**EXERCISE**
Return, unchanged, the lines of the listing below, starting at the line that contains "glove on raised" and ending at the final line of the listing, with both ends included.

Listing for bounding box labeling
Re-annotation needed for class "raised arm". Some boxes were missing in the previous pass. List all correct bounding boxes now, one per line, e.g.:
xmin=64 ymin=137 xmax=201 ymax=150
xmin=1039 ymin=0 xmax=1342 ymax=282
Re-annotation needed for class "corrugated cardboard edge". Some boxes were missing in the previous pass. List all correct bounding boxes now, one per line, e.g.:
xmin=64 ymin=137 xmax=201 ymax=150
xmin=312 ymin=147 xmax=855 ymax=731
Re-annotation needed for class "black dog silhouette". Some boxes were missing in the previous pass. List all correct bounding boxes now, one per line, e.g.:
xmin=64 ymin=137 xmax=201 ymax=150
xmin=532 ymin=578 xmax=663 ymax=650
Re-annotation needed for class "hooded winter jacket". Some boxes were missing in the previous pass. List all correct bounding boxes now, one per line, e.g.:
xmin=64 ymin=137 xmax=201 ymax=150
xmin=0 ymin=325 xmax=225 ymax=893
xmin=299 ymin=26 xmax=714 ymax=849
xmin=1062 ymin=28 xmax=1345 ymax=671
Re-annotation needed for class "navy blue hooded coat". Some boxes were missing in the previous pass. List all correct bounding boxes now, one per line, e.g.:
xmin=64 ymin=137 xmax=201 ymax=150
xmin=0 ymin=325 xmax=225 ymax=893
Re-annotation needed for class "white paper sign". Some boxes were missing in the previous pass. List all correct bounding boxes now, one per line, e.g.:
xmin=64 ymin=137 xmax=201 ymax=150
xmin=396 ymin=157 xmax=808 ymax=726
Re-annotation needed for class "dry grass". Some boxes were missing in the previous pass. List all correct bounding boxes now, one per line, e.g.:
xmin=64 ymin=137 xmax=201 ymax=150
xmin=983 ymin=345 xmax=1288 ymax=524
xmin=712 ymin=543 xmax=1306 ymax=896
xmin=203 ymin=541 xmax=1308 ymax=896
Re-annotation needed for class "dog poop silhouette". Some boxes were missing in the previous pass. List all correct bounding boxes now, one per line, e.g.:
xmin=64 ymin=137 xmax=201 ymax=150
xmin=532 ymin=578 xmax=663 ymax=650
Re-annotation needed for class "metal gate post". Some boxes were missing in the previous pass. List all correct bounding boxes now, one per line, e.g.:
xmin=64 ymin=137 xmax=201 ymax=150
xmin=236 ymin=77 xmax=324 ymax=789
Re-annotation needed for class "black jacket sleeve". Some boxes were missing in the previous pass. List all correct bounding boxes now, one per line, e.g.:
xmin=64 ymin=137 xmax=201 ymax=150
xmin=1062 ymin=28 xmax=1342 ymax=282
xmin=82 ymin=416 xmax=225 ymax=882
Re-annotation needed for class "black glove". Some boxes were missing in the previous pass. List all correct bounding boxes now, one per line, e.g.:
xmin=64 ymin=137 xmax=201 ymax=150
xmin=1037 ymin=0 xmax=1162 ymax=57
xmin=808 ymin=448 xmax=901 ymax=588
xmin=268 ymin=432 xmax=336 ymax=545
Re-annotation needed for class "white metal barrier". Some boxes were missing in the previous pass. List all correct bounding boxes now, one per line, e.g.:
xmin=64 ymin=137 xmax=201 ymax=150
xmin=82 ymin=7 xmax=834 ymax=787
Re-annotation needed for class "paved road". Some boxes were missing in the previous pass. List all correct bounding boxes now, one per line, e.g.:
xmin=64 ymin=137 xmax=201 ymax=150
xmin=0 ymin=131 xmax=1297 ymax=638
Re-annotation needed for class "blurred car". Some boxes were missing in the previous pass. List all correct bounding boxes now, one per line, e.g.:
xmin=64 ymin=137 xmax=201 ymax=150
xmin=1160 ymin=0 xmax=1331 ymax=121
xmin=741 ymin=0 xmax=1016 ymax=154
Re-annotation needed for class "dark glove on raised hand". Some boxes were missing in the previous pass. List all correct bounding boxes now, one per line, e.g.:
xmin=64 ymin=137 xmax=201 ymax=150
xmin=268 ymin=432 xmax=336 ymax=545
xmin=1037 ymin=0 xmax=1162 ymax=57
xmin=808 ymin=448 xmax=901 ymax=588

**PROBLEM SOLUTION**
Re-annotation needed for class "dark glove on raised hand". Some boxes were missing in the previous pass. List all correct bounding boxes now, one per line, e.g.:
xmin=64 ymin=137 xmax=201 ymax=150
xmin=268 ymin=432 xmax=336 ymax=545
xmin=1037 ymin=0 xmax=1162 ymax=57
xmin=808 ymin=448 xmax=901 ymax=588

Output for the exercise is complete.